◆ **DATA IN THIS EXERCISE**
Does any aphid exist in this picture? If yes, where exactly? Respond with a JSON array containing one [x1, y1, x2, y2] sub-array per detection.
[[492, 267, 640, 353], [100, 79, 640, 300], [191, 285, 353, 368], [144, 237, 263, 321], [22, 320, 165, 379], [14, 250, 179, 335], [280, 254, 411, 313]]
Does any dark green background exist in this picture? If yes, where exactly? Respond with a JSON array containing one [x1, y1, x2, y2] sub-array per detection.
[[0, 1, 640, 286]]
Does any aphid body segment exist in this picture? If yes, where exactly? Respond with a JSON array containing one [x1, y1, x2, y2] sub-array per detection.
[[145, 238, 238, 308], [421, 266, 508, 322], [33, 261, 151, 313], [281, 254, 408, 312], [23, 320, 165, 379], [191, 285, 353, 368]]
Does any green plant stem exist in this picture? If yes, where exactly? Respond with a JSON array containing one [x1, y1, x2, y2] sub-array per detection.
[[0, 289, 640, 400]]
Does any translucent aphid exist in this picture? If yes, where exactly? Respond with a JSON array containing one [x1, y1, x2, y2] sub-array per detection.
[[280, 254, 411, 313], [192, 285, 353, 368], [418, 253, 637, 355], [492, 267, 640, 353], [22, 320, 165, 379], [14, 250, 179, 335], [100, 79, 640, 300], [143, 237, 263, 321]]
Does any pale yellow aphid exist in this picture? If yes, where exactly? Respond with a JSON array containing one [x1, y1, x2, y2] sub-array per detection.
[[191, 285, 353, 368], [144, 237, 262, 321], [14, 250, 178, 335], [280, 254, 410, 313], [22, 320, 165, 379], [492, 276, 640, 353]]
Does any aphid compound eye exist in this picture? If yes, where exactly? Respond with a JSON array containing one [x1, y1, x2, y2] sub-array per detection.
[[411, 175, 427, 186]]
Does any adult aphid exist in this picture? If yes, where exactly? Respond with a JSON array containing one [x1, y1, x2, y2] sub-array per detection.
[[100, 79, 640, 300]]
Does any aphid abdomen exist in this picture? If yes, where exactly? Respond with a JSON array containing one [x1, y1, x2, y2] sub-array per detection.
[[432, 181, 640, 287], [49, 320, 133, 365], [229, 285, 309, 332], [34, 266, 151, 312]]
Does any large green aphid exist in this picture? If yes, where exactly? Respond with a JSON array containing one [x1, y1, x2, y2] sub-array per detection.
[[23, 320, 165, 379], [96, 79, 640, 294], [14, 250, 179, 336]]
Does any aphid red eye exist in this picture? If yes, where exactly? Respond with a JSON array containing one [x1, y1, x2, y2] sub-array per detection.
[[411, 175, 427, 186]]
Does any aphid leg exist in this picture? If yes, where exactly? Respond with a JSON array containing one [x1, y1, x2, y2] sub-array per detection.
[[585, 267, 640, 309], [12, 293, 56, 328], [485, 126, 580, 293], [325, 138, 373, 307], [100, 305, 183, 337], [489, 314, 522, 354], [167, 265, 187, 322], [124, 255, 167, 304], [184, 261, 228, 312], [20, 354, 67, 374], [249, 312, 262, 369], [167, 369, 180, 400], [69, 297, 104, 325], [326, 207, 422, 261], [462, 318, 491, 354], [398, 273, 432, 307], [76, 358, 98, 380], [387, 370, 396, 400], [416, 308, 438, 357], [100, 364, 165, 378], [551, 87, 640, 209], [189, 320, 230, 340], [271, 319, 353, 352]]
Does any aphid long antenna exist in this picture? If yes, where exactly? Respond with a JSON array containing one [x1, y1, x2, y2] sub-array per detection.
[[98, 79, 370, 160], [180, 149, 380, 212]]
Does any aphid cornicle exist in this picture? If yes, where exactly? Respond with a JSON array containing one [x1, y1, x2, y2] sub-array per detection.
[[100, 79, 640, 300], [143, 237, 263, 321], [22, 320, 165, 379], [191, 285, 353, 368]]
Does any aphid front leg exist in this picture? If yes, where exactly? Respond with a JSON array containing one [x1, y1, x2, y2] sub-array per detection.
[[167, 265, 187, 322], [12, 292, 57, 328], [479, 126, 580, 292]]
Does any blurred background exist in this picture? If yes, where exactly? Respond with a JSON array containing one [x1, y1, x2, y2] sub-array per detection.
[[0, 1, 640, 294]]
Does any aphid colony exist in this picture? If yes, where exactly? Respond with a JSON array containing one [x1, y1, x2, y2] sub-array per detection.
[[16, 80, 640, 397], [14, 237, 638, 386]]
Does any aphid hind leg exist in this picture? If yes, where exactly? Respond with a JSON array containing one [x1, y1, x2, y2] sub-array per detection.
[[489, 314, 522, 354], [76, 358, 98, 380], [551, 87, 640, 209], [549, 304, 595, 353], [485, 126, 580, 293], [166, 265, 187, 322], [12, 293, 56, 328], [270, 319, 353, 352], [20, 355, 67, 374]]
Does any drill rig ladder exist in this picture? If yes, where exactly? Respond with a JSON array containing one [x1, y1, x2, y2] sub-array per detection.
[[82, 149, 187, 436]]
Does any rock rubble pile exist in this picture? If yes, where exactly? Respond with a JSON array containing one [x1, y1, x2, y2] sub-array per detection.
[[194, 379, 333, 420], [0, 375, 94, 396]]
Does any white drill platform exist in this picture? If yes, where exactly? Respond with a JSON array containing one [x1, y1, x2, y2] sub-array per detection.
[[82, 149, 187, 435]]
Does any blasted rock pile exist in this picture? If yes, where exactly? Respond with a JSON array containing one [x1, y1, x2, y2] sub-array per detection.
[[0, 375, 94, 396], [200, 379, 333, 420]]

◆ **WHAT YOU ARE ASKED TO DO**
Present all of the data above as a numbered list, one line per item, with any blank lines omitted.

◆ **FINAL RESULT**
1. Does any aphid exist in this picture? If yes, where exactly? Respond with a JSON array containing one [x1, y1, x2, y2] sub-array per detection.
2. [[492, 267, 640, 353], [100, 79, 640, 300], [191, 285, 353, 368], [144, 237, 263, 321], [22, 320, 165, 379], [14, 250, 179, 335], [280, 254, 411, 313]]
3. Does any dark green background exist in this picture? If yes, where exactly? Respond with a JSON array containing one [x1, y1, x2, y2] sub-array per detection.
4. [[0, 1, 640, 286]]
5. Does any aphid body segment exist in this picture? If yes, where exactly? Respond with a JSON array containing one [x1, y1, x2, y2] sub-array per detection.
6. [[145, 238, 238, 308], [421, 266, 508, 322], [33, 261, 151, 313], [281, 254, 408, 312], [23, 320, 165, 379], [191, 285, 353, 368]]
7. Does any green plant stem exist in this picture? If yes, where exactly? Respond with a JSON array containing one [x1, y1, x2, y2] sub-array per detection.
8. [[0, 289, 640, 400]]
9. Does any translucent aphid exist in this picture? If yes, where exactly? Respond with a JSON array containing one [x1, y1, x2, y2] sub-array per detection.
10. [[280, 254, 411, 313], [192, 285, 353, 368], [418, 253, 637, 355], [492, 267, 640, 353], [22, 320, 165, 379], [14, 250, 179, 335], [100, 79, 640, 300], [143, 237, 263, 321]]
11. Does any pale yellow aphid exist in this picture? If yes, where exactly? Respond with a JSON array containing one [x1, y1, x2, y2] sub-array per detection.
12. [[191, 285, 353, 368], [144, 237, 262, 321], [14, 250, 178, 335], [280, 254, 410, 313], [22, 320, 165, 379], [492, 276, 640, 353]]
13. Does any aphid compound eye exist in this picture? If yes, where exactly? Respond with a JSON array containing one [x1, y1, x2, y2] sub-array per detection.
14. [[411, 175, 427, 186]]
15. Does any adult aphid exist in this picture? If yes, where exactly? Respond with a JSON array containing one [x1, y1, x2, y2] sub-array per detection.
16. [[100, 79, 640, 300]]
17. Does any aphid abdomen exist in this picture? If yes, where exactly? Respond with a JSON array containing one [x1, y1, x2, y2] sub-array per detection.
18. [[432, 181, 640, 287], [49, 320, 133, 365], [229, 285, 309, 332], [34, 266, 151, 312]]
19. Does any large green aphid exist in this picture? If yes, where exactly? Respond with a JSON array containing one [x1, y1, x2, y2] sub-array per detection.
20. [[23, 320, 165, 379], [96, 79, 640, 294], [14, 250, 179, 336]]
21. Does any aphid red eye exist in this picture? If yes, where exactly? Respond with a JSON array containing one [x1, y1, x2, y2] sub-array per detection.
22. [[411, 175, 427, 186]]
23. Does any aphid leg exist in this picture? If yes, where exactly? Respond with a JSON array containing one [x1, y1, x2, y2] sub-array per detection.
24. [[585, 267, 640, 309], [12, 293, 56, 328], [485, 126, 580, 293], [325, 138, 373, 307], [100, 305, 183, 337], [489, 314, 522, 354], [167, 265, 187, 322], [124, 255, 167, 304], [184, 261, 228, 312], [20, 354, 67, 374], [249, 312, 262, 369], [167, 369, 180, 400], [69, 297, 104, 325], [326, 207, 422, 261], [462, 318, 491, 354], [398, 273, 432, 307], [76, 358, 98, 380], [387, 370, 396, 400], [416, 308, 438, 357], [100, 364, 165, 378], [551, 87, 640, 209], [189, 320, 230, 340], [271, 319, 353, 352]]
25. Does any aphid long antenna exist in this picture? If yes, where exactly? Respond with a JSON array containing one [x1, y1, x2, y2] sub-array per detection.
26. [[98, 79, 370, 160], [180, 149, 380, 212]]
27. Does any aphid cornicle exist in this picture? If yes, where exactly? Respond with a JSON array containing one [x1, y1, x2, y2] sub-array per detection.
28. [[100, 79, 640, 300], [143, 237, 263, 321], [22, 320, 165, 379], [191, 285, 353, 368]]
29. Does any aphid front leg exist in this picture? If yes, where exactly? Respond with a JSON array containing one [x1, y1, x2, y2] sub-array per detection.
30. [[167, 265, 187, 322], [12, 292, 57, 328], [479, 126, 580, 292]]
31. Does any blurred background exist in this picture? If yes, where exactly? Respond with a JSON array containing one [x1, y1, x2, y2] sub-array per detection.
32. [[0, 1, 640, 294]]
33. Does any aphid colony exist in this picture? If yes, where exactly? Respond with a JSON array containing one [x1, y1, x2, y2] sub-array per detection.
34. [[16, 80, 640, 397], [14, 237, 638, 386]]
35. Does any aphid hind leg exist in this picture? If yes, where exactly? Respond with a JSON array containing one [x1, y1, x2, y2] sub-array per detection.
36. [[489, 314, 522, 354], [76, 358, 98, 380], [551, 87, 640, 209], [549, 304, 595, 353], [485, 126, 580, 293], [166, 265, 187, 322], [12, 293, 56, 328], [270, 319, 353, 352], [20, 355, 67, 374]]
37. Does any drill rig ladder exist in this picture? If yes, where exactly? Respond with a JSON array containing one [x1, y1, x2, y2] sub-array per detection.
38. [[82, 149, 187, 436]]
39. Does any rock rubble pile exist in this picture? If yes, where exactly? Respond with a JSON array containing one [x1, y1, x2, y2] sub-array per detection.
40. [[194, 379, 333, 420], [0, 375, 94, 396]]
41. Does any white drill platform exist in this picture? If yes, where exactly? Respond with a JSON array containing one [x1, y1, x2, y2] sub-array per detection.
42. [[82, 149, 187, 435]]
43. Does any blasted rock pile exist in this picture? If yes, where exactly? Respond with a JSON array containing one [x1, y1, x2, y2] sub-array per detection.
44. [[0, 375, 94, 396], [200, 379, 333, 420]]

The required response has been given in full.